Nam veræ voces tum demum pectore ab imo Ejiciuntur, et eripitur persona manet res.
--Lucret., l. 3.
"Then that at last truth issues from the heart. The vizor's gone, we act our own true part."
Wherefore at this last all the other actions of our life ought to be try'd and sifted. 'Tis the master-day, 'tis the day that is judge of all the rest, 'tis the day (says one of the ancients) that ought to judge of all my foregoing years. To death do I refer the essay of the fruit of all my studies. We shall then see whether my discourses came only from my mouth or from my heart. I have seen many by their death give a good or an ill repute to their whole life. Scipio, the father-in-law of Pompey the Great, in dying well, wip'd away the ill opinion that till then every one had conceived of him. Epaminondas being ask'd which of the three he had in the greatest esteem, Chabrias, Iphicrates, or himself; "You must first see us die (said he) before that question can be resolv'd": and, in truth, he would infinitely wrong that great man, who would weigh him without the honor and grandeur of his end.

(RECORD EXTRACTS):
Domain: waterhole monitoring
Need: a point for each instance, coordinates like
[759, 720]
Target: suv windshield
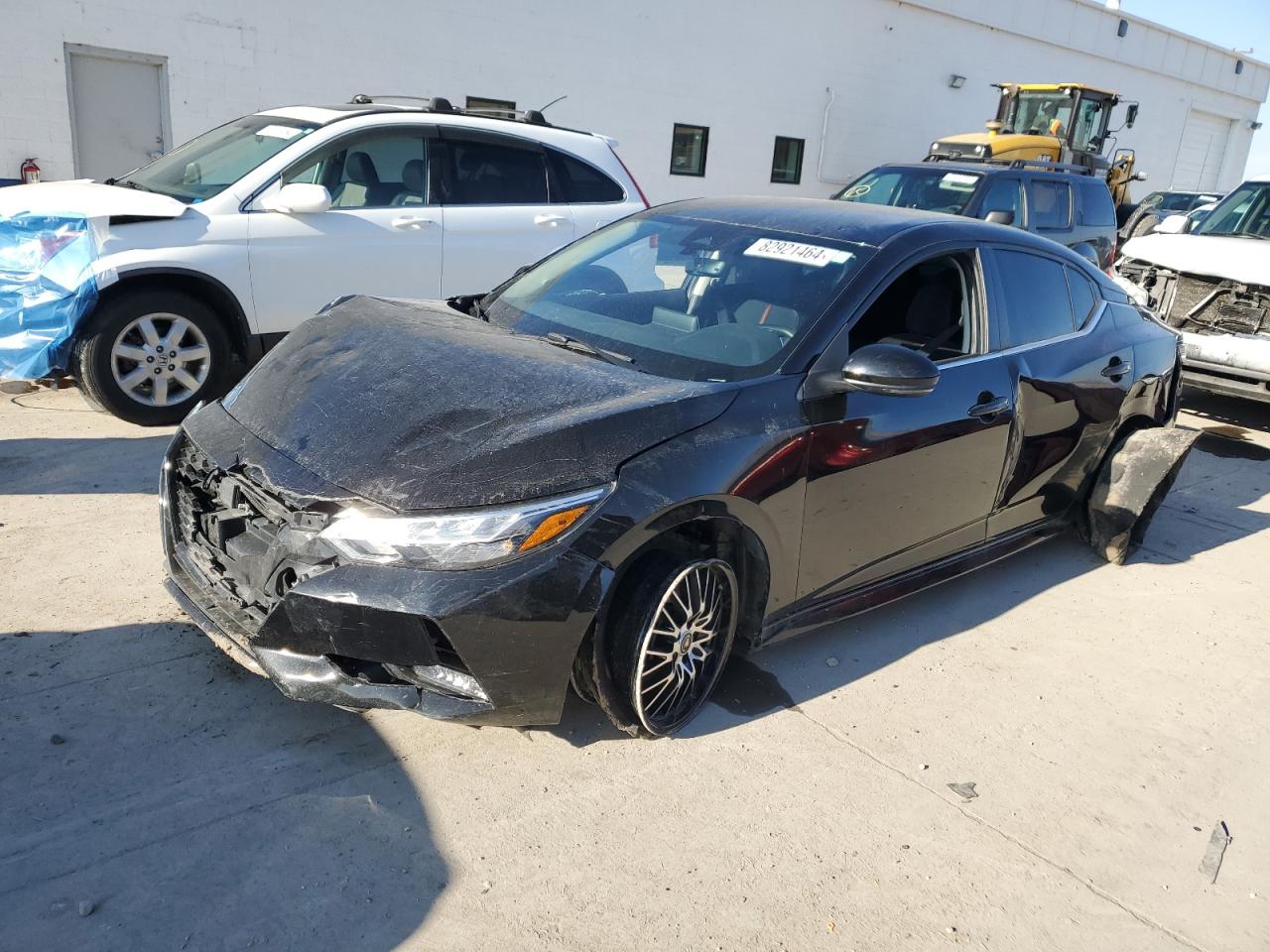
---
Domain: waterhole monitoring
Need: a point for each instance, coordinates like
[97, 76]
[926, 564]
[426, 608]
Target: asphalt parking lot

(EXERCISES TO COMPLETE):
• 1. Answer these questions from the passage about death:
(a) Whose death, the passage says, wiped away the ill opinion everyone had held of him?
(b) Besides himself, which two men was Epaminondas asked to compare?
(c) To what does the writer refer the essay of the fruit of all his studies?
• 2. How many lines in the entries contain the word "Target"? Give only the number.

(WRITTEN RESPONSES):
• 1.
(a) Scipio, the father-in-law of Pompey the Great
(b) Chabrias and Iphicrates
(c) To death

• 2. 2